[Records contained in a dataset]

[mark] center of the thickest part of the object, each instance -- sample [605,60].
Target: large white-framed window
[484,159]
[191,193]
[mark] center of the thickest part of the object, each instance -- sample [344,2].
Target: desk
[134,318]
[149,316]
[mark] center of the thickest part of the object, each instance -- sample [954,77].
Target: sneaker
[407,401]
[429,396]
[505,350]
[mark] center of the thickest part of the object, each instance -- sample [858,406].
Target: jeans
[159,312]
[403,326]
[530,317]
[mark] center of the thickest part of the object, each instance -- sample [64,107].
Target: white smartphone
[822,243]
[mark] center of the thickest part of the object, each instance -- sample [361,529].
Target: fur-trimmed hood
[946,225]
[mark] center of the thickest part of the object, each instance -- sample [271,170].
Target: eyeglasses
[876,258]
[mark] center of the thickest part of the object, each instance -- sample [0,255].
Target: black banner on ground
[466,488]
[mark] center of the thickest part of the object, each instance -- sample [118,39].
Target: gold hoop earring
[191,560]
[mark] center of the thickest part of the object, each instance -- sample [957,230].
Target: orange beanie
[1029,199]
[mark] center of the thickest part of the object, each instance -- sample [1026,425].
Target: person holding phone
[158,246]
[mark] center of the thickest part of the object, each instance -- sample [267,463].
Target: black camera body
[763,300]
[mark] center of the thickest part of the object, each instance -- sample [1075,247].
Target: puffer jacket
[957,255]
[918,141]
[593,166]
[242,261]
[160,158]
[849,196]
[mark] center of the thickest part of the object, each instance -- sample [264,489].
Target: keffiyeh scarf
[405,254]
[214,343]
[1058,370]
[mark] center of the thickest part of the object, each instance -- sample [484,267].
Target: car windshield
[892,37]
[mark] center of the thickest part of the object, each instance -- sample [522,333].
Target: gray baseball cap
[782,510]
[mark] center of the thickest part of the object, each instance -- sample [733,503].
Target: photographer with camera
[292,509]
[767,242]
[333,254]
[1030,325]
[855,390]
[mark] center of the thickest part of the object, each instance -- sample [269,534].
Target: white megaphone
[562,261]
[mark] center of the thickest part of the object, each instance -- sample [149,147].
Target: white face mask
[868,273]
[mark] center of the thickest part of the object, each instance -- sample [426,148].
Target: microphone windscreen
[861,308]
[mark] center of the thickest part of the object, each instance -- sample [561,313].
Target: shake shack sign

Problem => An exact copy of the lines above, from the one containing "Target: orange beanie" through the one containing "-- sample [522,333].", is the whole of the answer.

Result of the exercise =>
Target: orange beanie
[1029,199]
[mark] center of the thickest part of the object, each instance -- sample [1026,425].
Target: person holding phone
[158,246]
[mark] center of the thickest part of the object, each instance -- sample [267,463].
Target: black camera body
[763,300]
[mark] center of the thickest part of the object, each instance -- sample [1075,247].
Target: puffer jacket
[957,255]
[918,141]
[593,166]
[242,261]
[160,158]
[849,196]
[mark] center of the thickest part of the object, each instance -- sample [264,489].
Target: keffiyeh scarf
[405,254]
[214,343]
[1058,370]
[mark] center of the thickest part of the object, each instance -- sample [484,267].
Target: car windshield
[892,37]
[mark] center of the thickest part of the object, each instance -- sample [522,333].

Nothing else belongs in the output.